Find every line in the data below that contains the word "railway" and copy each of those lines in full.
** Begin **
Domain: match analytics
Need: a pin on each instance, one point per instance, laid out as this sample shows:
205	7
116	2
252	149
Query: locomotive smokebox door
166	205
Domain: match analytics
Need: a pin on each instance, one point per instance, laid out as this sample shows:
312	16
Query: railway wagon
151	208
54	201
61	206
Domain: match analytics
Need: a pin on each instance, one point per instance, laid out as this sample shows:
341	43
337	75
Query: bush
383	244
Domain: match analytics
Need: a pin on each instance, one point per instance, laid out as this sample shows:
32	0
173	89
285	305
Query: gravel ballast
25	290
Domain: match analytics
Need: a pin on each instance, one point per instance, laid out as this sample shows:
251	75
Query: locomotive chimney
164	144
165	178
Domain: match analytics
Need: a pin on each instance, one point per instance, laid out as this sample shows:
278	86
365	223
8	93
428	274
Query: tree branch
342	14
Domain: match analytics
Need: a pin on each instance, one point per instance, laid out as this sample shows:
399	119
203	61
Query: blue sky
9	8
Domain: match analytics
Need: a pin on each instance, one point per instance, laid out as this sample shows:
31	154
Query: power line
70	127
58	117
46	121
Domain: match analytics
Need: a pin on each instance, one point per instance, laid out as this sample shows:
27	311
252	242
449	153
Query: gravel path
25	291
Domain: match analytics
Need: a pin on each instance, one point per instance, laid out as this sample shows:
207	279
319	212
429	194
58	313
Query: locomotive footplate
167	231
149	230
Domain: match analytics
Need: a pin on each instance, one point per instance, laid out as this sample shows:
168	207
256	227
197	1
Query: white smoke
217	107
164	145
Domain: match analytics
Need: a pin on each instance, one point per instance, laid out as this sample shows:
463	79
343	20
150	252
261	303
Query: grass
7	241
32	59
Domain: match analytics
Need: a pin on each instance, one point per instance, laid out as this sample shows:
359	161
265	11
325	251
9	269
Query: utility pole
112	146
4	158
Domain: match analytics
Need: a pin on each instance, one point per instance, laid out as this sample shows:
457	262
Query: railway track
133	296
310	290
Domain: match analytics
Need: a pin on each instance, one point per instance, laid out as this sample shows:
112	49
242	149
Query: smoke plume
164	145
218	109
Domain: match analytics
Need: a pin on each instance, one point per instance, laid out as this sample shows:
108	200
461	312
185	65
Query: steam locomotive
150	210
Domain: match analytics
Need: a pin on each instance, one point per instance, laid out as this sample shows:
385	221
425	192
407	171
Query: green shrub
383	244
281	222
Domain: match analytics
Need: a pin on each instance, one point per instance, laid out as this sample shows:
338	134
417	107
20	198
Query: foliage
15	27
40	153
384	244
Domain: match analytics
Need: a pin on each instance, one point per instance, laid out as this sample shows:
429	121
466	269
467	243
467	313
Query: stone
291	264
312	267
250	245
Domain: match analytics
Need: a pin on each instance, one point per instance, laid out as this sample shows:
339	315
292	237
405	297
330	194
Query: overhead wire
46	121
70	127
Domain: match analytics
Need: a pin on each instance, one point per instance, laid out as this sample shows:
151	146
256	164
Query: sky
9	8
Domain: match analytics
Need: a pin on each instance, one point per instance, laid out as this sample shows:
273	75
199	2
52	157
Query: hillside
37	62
** End **
** Begin **
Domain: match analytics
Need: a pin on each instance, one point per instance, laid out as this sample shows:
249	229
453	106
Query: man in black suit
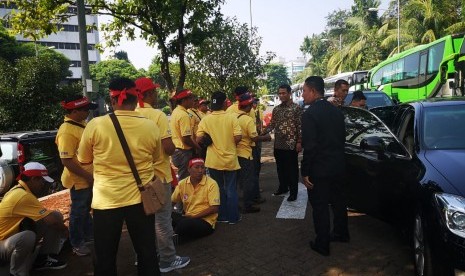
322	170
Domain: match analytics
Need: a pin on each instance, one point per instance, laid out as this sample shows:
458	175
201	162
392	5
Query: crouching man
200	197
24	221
** End **
** Begin **
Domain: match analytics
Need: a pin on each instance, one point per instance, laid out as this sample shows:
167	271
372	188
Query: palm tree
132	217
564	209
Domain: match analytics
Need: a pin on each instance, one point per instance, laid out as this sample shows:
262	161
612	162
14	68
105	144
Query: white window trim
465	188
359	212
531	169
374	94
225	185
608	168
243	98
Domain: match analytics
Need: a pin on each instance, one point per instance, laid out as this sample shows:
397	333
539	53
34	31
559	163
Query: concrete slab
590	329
** End **
### Solved problem
Query: railway wagon
Query: railway track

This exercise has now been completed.